● **The problem**
Print everything from the start of the material down to and including the line that contains "box: [533, 387, 565, 442]", copying it word for word.

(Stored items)

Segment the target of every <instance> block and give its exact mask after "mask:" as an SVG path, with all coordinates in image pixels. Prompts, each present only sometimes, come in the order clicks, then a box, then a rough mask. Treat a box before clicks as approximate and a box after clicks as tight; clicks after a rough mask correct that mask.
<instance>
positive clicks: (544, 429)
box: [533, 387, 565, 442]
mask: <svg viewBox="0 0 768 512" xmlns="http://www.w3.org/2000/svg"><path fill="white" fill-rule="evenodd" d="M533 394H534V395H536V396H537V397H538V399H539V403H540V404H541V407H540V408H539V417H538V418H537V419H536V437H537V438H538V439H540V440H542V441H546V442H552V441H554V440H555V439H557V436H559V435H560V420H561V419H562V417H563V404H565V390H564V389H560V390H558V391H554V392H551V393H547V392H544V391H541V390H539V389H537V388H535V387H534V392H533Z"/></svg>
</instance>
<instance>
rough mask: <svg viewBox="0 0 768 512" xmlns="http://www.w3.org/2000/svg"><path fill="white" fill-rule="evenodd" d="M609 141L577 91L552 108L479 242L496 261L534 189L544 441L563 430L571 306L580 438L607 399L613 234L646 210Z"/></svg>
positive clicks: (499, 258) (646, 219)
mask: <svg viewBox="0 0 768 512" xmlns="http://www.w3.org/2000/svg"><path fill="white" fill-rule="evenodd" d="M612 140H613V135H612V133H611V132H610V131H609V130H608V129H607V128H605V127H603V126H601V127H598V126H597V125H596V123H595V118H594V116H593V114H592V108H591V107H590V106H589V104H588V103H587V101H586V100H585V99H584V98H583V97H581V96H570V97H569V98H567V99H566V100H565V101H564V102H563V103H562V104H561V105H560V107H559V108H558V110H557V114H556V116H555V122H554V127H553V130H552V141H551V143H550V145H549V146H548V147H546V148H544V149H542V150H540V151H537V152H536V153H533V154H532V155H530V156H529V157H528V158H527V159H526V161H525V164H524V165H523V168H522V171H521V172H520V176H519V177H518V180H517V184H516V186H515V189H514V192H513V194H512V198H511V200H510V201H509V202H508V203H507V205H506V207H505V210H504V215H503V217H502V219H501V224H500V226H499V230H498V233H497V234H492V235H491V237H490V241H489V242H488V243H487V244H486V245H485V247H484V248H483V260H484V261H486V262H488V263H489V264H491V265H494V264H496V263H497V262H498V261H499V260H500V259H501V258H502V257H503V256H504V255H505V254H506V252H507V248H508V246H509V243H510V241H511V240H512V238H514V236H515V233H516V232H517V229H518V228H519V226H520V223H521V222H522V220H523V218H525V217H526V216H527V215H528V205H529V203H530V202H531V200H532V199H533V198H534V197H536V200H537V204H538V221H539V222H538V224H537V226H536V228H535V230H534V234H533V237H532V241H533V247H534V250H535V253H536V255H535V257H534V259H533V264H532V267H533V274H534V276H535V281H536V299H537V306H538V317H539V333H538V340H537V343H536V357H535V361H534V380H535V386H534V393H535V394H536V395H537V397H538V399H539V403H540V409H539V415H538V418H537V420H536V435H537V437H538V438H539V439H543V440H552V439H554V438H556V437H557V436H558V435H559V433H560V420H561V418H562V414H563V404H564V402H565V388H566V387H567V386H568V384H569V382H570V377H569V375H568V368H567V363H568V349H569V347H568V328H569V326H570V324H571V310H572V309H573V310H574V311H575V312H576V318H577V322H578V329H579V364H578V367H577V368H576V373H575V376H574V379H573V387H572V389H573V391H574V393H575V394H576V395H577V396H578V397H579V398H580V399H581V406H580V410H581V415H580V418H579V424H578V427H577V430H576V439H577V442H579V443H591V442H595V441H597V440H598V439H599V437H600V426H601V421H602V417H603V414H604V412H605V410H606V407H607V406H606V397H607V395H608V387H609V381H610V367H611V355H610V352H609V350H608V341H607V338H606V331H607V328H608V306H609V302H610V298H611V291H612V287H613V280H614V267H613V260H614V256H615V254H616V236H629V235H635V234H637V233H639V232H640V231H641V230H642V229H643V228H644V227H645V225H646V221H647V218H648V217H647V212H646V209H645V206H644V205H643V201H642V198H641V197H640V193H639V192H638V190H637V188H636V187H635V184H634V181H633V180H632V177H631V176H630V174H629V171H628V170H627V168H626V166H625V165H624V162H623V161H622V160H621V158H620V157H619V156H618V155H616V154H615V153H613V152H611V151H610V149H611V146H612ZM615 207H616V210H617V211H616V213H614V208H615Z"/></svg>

● **Answer section**
Segment the target of every <instance> block and give its exact mask after "mask:" as an SVG path, with all coordinates in image pixels. Prompts, each present only sometimes, come in the order clicks, then a box, then a rough mask. Treat a box before clicks as approximate and a box after clicks as tight; clicks after a rough mask correct that mask.
<instance>
positive clicks: (544, 429)
box: [533, 387, 565, 442]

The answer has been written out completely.